━━ Provided records

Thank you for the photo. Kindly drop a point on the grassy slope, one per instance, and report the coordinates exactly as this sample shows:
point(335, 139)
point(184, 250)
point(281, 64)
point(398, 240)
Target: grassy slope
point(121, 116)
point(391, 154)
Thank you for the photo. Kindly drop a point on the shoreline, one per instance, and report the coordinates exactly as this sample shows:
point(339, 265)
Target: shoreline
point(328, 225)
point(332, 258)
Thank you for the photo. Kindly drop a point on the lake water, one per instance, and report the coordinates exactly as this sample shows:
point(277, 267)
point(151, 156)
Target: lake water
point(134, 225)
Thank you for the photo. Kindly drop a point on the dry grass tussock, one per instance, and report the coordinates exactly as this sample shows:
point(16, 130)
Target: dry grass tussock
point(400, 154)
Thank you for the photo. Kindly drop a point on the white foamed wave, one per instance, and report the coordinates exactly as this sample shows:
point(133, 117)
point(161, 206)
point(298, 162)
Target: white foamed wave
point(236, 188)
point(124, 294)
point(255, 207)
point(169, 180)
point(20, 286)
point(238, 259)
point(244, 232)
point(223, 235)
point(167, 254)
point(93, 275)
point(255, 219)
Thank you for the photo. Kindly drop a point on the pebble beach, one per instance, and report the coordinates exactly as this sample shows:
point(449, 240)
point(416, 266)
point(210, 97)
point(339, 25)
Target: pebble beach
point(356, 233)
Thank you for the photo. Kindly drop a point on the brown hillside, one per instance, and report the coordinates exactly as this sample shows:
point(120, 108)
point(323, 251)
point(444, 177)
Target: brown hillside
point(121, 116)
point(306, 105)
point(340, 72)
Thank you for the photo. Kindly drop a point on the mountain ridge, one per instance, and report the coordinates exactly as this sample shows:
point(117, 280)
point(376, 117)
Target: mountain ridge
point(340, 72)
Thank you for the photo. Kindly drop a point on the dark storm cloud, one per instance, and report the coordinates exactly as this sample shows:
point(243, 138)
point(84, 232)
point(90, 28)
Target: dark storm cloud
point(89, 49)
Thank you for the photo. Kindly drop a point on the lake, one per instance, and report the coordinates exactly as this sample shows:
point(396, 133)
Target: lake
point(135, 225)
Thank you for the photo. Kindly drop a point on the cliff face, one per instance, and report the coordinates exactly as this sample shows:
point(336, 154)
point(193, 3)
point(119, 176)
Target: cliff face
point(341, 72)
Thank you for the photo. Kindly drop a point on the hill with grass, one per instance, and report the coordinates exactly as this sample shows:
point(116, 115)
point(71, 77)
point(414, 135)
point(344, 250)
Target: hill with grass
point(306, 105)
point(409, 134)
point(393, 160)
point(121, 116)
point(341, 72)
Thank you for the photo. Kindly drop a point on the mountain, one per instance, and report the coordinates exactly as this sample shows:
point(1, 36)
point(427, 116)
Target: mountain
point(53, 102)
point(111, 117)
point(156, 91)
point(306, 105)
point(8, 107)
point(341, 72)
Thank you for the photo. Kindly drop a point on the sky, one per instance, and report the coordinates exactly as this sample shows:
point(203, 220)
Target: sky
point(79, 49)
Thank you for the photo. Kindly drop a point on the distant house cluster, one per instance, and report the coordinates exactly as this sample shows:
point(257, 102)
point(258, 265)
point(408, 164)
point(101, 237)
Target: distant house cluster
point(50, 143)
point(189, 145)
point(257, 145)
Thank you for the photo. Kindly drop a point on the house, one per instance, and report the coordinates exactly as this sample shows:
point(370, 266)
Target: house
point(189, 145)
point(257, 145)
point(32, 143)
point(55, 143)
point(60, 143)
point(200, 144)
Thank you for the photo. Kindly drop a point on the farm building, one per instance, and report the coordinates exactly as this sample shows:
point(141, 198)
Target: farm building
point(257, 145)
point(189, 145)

━━━━

## Directions for this task
Please copy the lines in the records above between the one holding "point(339, 265)" and the one holding "point(210, 97)", inclusive, exactly and with no other line.

## Response to the task
point(339, 265)
Target: shoreline
point(328, 225)
point(332, 258)
Thank you for the photo. Kindly drop a point on the lake water, one per instance, and report the coordinates exactly as this sample shows:
point(277, 267)
point(151, 156)
Target: lake water
point(134, 225)
Thank you for the photo. Kindly drop a point on the dry grass tussock, one per instance, and report the coordinates exactly as this sample shows:
point(16, 130)
Target: dry grass tussock
point(400, 154)
Thank you for the photo. Kindly drop a point on the white foamed wave, one per instance, and report the coordinates exactly as this sample shows:
point(133, 117)
point(161, 206)
point(298, 162)
Target: white foamed wave
point(236, 188)
point(124, 294)
point(255, 207)
point(169, 180)
point(20, 286)
point(238, 259)
point(244, 232)
point(223, 235)
point(167, 254)
point(93, 275)
point(255, 219)
Thank you for the photo. Kindly drop a point on the pebble beach, one per instance, and report the coordinates exactly as this sample shows:
point(449, 240)
point(416, 266)
point(210, 97)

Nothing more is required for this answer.